Task A =>
In the legal excerpt, what matter does the respondent Region say its succeeding provisions fall under as an exercise of concurrent legislative competence?
Task B =>
Reproduce the legal excerpt from "The contested provision, finally, has" to "drawn by lot.".

Selected excerpt =>
In this way, the Emilia-Romagna Region would have literally taken up what was provided for by Article 11 of Legislative Decree No. 288 of 2003 − which in turn referred to the discipline of the analogous commission referred to in the then current Article 15-ter of Legislative Decree No. 502 of 1992 −, with the variant of the replacement, among the members, of one of the two directors of the complex structure of the NHS with the medical director.
With the further amendment made by Article 13, paragraph 1, letter d), of Regional Law No. 4 of the Emilia-Romagna Region of 19 February 2008 (Discipline of disability assessments − further simplification measures and other provisions in health and social matters), a further period was added to paragraph 7 of Article 10 of Regional Law No. 29 of 2004, according to which "[t]he Commission is chaired by the medical director or the scientific director depending on whether the conferral of the management position is related to a complex structure mainly oriented towards assistance activities or research activities, as defined in the company act".
The contested provision, finally, has intervened again on paragraph 7 of Article 10: first, the reference to the state provision that currently regulates the composition of the selection committee (the current Article 15, paragraph 7-bis, letter a, instead of the previous Article 15-ter of Legislative Decree No. 502 of 1992) was corrected; secondly, the co-presence of the scientific director and the medical director was confirmed; thirdly, the provision for the alternation of the presidency between the two members by right was eliminated, given that the applicable state discipline assigns it to one of the managers drawn by lot.
2.4.− The regional provisions that have succeeded each other, according to the respondent Region, would constitute a legitimate exercise of its concurrent legislative competence in the matter of "health protection".
In this regard, first of all, the respondent argues that the provisions of Legislative Decree No. 288 of 2003 could not be interpreted so precisely and rigidly as to exclude any margin of intervention by the regional legislature.
In support of the assumption, the judgment of this Court No. 270 of 2005 is cited, by which the constitutional illegitimacy of some provisions of Legislative Decree No. 288 of 2003 relating to the composition and designation of other bodies of the IRCCS (in particular, the Board of Directors, the Board of Statutory Auditors and the President) was declared because they were considered "unjustifiably detailed and therefore invasive […] of the scope left to the possible exercise of regional legislative power".

Stored data =>
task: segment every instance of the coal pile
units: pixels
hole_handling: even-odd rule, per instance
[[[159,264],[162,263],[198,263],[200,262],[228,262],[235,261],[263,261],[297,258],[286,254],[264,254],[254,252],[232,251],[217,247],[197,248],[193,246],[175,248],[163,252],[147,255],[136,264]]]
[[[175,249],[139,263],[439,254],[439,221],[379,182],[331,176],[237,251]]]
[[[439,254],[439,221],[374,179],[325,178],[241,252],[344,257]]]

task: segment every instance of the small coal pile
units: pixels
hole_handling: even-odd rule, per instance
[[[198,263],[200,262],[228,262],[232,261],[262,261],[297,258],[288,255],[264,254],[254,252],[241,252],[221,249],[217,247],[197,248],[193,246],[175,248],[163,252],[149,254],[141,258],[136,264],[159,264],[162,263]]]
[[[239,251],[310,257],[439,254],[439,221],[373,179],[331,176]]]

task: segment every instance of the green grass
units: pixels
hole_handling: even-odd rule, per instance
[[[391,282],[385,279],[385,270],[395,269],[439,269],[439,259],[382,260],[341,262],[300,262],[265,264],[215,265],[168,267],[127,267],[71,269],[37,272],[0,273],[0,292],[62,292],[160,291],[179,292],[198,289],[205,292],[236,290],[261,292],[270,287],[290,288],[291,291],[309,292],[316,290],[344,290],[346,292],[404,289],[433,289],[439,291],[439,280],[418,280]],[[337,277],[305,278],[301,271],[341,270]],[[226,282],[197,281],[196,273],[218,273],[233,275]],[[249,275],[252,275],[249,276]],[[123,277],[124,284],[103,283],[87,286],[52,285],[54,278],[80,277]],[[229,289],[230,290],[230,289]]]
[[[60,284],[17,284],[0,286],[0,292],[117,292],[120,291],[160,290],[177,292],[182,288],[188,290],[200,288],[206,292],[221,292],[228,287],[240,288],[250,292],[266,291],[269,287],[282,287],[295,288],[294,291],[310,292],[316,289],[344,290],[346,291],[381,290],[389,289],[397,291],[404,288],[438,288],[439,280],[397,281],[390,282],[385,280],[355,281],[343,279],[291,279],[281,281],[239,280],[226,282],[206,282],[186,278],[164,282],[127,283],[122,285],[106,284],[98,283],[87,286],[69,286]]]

--

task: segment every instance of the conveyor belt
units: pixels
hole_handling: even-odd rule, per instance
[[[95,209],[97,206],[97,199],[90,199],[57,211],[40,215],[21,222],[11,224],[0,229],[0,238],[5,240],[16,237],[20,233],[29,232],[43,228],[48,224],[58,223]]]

Task solution A =>
The matter of "health protection."

Task solution B =>
The contested provision, finally, has intervened again on paragraph 7 of Article 10: first, the reference to the state provision that currently regulates the composition of the selection committee (the current Article 15, paragraph 7-bis, letter a, instead of the previous Article 15-ter of Legislative Decree No. 502 of 1992) was corrected; secondly, the co-presence of the scientific director and the medical director was confirmed; thirdly, the provision for the alternation of the presidency between the two members by right was eliminated, given that the applicable state discipline assigns it to one of the managers drawn by lot.